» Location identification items
— BEGIN —
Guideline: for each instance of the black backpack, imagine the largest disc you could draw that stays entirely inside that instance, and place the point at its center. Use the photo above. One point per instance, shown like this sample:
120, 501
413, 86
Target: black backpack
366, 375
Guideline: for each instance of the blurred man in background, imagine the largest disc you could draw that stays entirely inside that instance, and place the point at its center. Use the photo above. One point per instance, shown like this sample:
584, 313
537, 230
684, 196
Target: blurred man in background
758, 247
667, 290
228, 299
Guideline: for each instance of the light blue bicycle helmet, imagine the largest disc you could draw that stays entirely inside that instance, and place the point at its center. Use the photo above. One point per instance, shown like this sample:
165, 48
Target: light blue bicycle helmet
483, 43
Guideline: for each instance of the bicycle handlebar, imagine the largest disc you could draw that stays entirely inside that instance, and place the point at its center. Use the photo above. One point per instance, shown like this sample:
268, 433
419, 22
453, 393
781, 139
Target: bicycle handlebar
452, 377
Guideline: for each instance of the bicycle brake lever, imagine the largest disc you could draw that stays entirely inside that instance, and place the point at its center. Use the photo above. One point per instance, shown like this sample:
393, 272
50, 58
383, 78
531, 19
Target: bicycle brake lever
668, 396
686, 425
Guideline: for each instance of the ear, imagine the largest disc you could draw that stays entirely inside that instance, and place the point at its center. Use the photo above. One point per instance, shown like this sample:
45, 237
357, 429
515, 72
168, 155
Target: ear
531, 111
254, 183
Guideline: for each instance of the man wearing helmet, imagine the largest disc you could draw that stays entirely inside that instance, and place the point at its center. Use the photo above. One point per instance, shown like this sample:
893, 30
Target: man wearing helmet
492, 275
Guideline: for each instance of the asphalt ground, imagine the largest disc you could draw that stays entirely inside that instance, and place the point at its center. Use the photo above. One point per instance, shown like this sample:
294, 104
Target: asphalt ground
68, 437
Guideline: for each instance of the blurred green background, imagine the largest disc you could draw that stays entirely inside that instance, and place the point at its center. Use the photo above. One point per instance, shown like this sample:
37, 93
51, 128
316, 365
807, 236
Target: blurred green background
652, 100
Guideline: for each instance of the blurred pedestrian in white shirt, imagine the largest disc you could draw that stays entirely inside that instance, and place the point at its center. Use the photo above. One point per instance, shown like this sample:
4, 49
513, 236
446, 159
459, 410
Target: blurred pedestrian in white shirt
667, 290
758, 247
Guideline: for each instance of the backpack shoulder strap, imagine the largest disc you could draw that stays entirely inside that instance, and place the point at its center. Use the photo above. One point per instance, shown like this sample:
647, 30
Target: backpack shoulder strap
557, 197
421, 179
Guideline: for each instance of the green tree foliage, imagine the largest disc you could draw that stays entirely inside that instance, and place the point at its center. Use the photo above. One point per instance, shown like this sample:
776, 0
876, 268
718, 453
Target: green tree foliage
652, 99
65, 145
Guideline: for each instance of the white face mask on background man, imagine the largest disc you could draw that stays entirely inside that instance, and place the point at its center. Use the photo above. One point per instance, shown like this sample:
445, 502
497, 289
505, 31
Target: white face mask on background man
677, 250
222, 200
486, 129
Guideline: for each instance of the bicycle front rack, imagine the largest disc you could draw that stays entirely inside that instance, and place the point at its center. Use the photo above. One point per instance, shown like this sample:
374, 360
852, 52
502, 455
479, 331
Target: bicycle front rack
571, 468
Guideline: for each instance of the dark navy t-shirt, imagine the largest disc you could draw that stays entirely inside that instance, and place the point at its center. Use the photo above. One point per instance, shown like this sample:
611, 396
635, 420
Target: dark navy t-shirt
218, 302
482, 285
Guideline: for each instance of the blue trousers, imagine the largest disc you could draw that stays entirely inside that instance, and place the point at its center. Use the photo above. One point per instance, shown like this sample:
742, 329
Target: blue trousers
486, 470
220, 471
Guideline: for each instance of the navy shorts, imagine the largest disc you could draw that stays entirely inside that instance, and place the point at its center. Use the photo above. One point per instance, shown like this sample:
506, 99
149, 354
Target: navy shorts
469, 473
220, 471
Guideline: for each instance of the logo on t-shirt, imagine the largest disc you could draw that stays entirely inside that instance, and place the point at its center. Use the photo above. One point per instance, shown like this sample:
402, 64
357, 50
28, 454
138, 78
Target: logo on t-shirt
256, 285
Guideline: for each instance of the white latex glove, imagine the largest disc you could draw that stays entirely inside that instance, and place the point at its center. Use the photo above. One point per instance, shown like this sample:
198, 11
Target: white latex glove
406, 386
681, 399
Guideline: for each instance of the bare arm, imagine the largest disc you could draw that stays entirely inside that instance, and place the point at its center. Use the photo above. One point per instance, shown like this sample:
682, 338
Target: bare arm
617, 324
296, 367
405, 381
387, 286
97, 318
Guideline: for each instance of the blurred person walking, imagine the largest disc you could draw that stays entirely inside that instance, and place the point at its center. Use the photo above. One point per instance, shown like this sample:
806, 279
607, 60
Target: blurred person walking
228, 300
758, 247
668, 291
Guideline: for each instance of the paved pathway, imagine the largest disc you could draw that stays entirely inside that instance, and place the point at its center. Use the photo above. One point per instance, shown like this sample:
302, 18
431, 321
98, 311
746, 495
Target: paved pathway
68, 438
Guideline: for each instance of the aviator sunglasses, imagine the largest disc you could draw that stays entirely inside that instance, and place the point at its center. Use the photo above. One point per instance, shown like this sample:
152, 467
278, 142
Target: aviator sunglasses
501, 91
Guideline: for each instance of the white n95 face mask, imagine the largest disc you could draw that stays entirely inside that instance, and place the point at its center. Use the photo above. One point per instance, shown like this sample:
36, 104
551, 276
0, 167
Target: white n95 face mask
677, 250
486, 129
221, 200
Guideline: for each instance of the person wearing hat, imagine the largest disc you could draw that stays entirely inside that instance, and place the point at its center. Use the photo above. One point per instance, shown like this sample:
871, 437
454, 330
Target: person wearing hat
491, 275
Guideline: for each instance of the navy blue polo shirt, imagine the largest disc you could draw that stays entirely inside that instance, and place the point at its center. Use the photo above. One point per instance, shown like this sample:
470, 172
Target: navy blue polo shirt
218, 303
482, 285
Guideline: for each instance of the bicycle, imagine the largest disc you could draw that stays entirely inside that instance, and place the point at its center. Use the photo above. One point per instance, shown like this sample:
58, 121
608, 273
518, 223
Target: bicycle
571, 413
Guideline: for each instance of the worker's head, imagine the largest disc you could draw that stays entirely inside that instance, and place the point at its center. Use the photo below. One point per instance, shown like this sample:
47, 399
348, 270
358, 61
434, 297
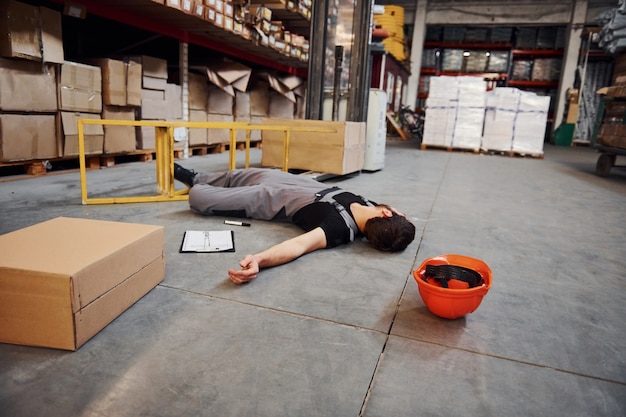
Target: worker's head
390, 232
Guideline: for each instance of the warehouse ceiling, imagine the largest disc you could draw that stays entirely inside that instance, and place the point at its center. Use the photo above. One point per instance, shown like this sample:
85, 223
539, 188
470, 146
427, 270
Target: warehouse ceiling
410, 5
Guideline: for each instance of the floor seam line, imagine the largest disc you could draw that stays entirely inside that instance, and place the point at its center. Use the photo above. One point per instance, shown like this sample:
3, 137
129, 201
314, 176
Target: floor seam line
274, 309
519, 361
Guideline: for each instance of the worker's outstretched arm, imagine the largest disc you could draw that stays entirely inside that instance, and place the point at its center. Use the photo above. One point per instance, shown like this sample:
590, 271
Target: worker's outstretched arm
— END —
» Task to carry out
Copy the listing word for word, excluding its pictures.

» Result
Guideline: for each instance of the black backpack, imagine the largest disc you could draw that stays entirely inside that instance, and place the point at its center. Use the photo above. One point per instance, shown like this sample:
120, 501
413, 86
Target: black backpack
366, 375
Guideline: for each instance of the blurred man in background, imagine the largest disc you could draw that stays entirely inside that instance, and place the point at its center. Use the photo above. One point per instance, shown like this sample:
584, 313
537, 230
684, 196
Target: blurred man in background
758, 247
667, 290
228, 299
Guideline: for each instance of the light blue bicycle helmet, imagine the largest disc you could draw that stays entirely inside that instance, and place the point at its center. Use the photo above. One point per instance, shown like this sample:
165, 48
Target: light blue bicycle helmet
483, 43
Guideline: for each instance of the bicycle handlebar, imagine the largest disc you could draw that stays entirely inside that instance, and place the point at its center. Use the photo above. One point per instance, shown like this sample:
268, 433
419, 22
453, 393
781, 139
Target: bicycle handlebar
452, 377
Guideline: for each instance of the bicycle brake lever, imagine the largest disc you could draw that stays entirely inside that instance, and place the point at its center. Use the photo above. One point per instance, shown like this sample:
393, 272
50, 58
383, 78
531, 19
Target: bicycle brake lever
668, 396
686, 425
Guideline: for each instance of the ear, imagine the largest disc you could draw that stays entirely inside that instance, and place the point at its center. Use the photo above. One point per instance, shown like this sample:
45, 237
357, 429
515, 72
168, 155
Target: ear
531, 111
254, 183
Guideline: for each instance of the man wearing helmet, imagine the largest disc you could draw that stays entirely inside that instance, and place the point at its center. Use the photo above. One point per instance, shown like this sample:
893, 30
Target: man wearing helmet
492, 275
Guideline: for each instance of the asphalt ground, imagine the largest disc you could draw that stays entirely inside that instance, and place the point at its center. Use the photo above. One point per instance, shown like this sample:
294, 104
Target: asphalt ground
68, 437
Guideline: for each instance of the blurred green background, imagine the largest disc you could draw that stays entirely inside that instance, and place the point at its center. Use the photo above. One point per instance, shown like this sample:
37, 93
51, 128
316, 365
807, 236
Target: blurred green background
652, 100
Guideline: for each instance of the blurred pedestrian in white shirt, imagine the largest disc you could draw that stays entirely inside that instance, and place the point at its center. Use the photo above. One point per instance, shown like this sample:
4, 49
513, 236
446, 159
459, 410
Target: blurred pedestrian in white shirt
667, 290
758, 247
Guideline: for each instance of the backpack shoulder strap, imagine the largest disc you could draw that stays entirely inside that instance, and place the point at its center. Use the photo above. One point per instance, shown like this sample:
647, 30
Target: backpack shoulder strap
557, 197
421, 179
Guideline: for each instance of the green tree foliage, imagine the largest disc you could draw that stays entirely inside that instance, and place the point at its center. Use the photo above. One point per instance, shown like this sample:
776, 0
876, 268
718, 453
Target: green tree foliage
652, 99
65, 145
Guideline: for each instance of the white face mask on background man, imagine the largest disc you could draw that stays entirely inside that instance, and place the point at its center. Use the photo above. One point per instance, shown like this sample:
445, 502
497, 289
505, 31
Target: white face mask on background man
677, 250
222, 200
486, 129
Guideline: for each instance of the bicycle front rack, imagine the largest disc you could draw that stays entirely inside that instance, and place the point at its center. Use the photo above. One point per instance, shown like this sample:
374, 360
852, 52
502, 455
479, 331
Target: bicycle front rack
571, 468
Guideline: for each instance of the dark navy t-shirt, imagine the largest disc you could draw that stays entirely inside that instance, and place the point at its center. Use the photo above. One point per instance, shown like this sample:
611, 396
635, 420
Target: dark navy t-shirt
218, 302
482, 285
Guideline: for each instance of the blue trousers, imagine the largest disc you could draw that stays entirely inside that instance, and place the point at its center. Use the photo above. One point per instance, shown like this sample:
742, 329
Target: blue trousers
486, 470
220, 471
Guideline: for each instance of the navy shorts, imagine the largest disc you could draw that stays entirely inside that instance, and place the point at its center. Use the photo above. One point per instance, shown like this sample:
506, 99
149, 354
Target: navy shorts
469, 473
220, 471
Guideline: for each instance of the logo on t-shirt, imagine the largest disc you could draw that stays entirely inside that instance, and place the point at its center. Use the photo above. One point per instance, shown like this sample:
402, 64
357, 50
28, 454
138, 78
Target: logo on t-shirt
256, 285
Guideline: for each instance of the white latex glove, imagine the largest disc you could draw that stays entirely inside that instance, and place the point at its center. Use the photo above. One point per instance, shown like this sample:
198, 11
Target: white latex glove
406, 386
681, 399
Guideline: for each instance of the bare arm, imagine the largest disc you could draw that stays entirely inside that instance, and place the point at its center. Use the photo above. One point per instance, shown like this sample:
682, 338
Target: bare arm
617, 324
296, 367
405, 381
387, 286
97, 318
Guideline: for each instance of the blurred person walking, imagine the largest disc you could draw that stays entirely inside that instance, and place the point at its center. Use the photo above. One point per instance, shown like this sample:
806, 279
607, 60
Target: blurred person walking
228, 300
758, 247
668, 291
Guideline: for each instance of the paved pathway, imagine the largest disc you could draw that stays entirely inside that instance, and place the point at its center. Use the photo above. One point per instance, shown like this sample:
302, 18
431, 321
98, 311
746, 495
Target: paved pathway
68, 438
Guideline: for each instance of the aviator sunglasses, imagine the largest disc you could draw that stays entirely inside that instance, and place the point at its center. Use the photo above. One point per instance, shown like this sample:
152, 467
278, 142
Target: aviator sunglasses
501, 91
Guideline: for each instance of the white n95 face mask, imagine the largest disc you could draw that stays entirely inside that instance, and place the point at its center. Use the photo above. One point per instance, shown like this sample:
36, 104
551, 276
0, 167
Target: white n95 face mask
677, 250
486, 129
221, 200
Guideline: for each instance of the person wearing hat, imagine the largest disc you could draw that stays entirely inside that instance, and place the point at its center. Use the photo above. One point per instance, shown like this sample:
871, 437
454, 330
Target: person wearing hat
491, 275
Guideline: for each instance of the navy blue polo shirt, imagine the largest disc you could draw that stays entirely inside that instance, and place the point at its center. Use the photo above. One point per instance, shown like this sample:
470, 172
Target: navy blue polo shirt
218, 303
482, 285
Guideline: for each instance of the bicycle, imagine the largest disc you could draw that stays entirely inside that instance, and place the point at its center. Use the photo above. One point per instance, shown like this sample:
58, 121
608, 273
518, 223
Target: bicycle
571, 413
Guideline: for each instance of the worker's head, imagine the largest disc you could draw that stays entirely inside that instance, and place the point at its center. Use the photo below. One point per instance, shown like this sample:
47, 399
348, 270
358, 61
434, 297
Target: worker's head
390, 232
Guideline: for each instance of the warehouse ceiling, imagine the largest disc you could draw that stays entirely inside that instance, and place the point at its center. Use the photo above. One point per instance, shown like this sample:
85, 223
539, 188
470, 146
427, 270
Target: warehouse ceiling
410, 5
Guideline: for each instance of the floor seam line, imagine the largest disc you could draw that stays entirely inside that instance, and place the point at its center. Use the photo above. One point per instance, shown like this sample:
3, 137
129, 201
314, 176
Target: floor seam line
274, 309
519, 361
Guideline: for each instance of the worker's outstretched arm, imagine the largest disc you could draw that stays entirely inside that instance, and place the point at its center. Use the photo above. One point per instance, shown like this sample:
590, 271
Target: worker's outstretched arm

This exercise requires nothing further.